Listed entries: Begin

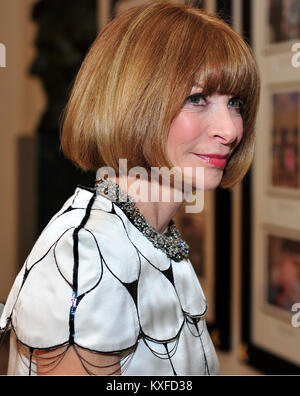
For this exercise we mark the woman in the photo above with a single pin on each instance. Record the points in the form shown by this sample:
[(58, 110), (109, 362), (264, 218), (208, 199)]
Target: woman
[(108, 288)]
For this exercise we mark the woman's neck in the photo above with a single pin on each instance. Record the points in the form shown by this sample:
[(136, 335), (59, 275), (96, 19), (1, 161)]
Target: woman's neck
[(156, 201)]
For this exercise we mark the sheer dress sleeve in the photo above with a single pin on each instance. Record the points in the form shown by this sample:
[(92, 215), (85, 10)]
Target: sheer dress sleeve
[(92, 283)]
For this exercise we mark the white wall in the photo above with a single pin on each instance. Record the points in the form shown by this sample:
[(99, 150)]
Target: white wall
[(21, 101)]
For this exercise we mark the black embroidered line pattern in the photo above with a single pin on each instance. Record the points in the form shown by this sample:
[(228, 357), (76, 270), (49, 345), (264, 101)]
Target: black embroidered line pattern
[(123, 356)]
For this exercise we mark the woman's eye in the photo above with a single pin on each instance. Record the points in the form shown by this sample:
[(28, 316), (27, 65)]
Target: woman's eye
[(196, 99), (237, 104)]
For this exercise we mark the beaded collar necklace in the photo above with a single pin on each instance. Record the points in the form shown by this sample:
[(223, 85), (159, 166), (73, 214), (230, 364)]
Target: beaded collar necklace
[(170, 242)]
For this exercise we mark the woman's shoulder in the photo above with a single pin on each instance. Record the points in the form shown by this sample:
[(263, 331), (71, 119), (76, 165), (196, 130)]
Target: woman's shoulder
[(79, 264)]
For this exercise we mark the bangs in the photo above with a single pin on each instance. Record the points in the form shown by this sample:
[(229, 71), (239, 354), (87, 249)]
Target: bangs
[(225, 65)]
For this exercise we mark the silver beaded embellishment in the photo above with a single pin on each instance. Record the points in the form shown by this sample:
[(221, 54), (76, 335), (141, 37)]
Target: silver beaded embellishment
[(170, 242)]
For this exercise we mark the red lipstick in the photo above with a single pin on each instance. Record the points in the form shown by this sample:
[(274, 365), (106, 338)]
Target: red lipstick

Listed entries: End

Task objective → In the listing above, find the line with "For this exercise we mark the red" and set down that line and all after it exactly, through the final line.

Answer box →
For this exercise we mark the red lipstick in the photo above with a single pin on each instance. Record the points in the form shown by this sample:
[(274, 365), (106, 338)]
Target: red lipstick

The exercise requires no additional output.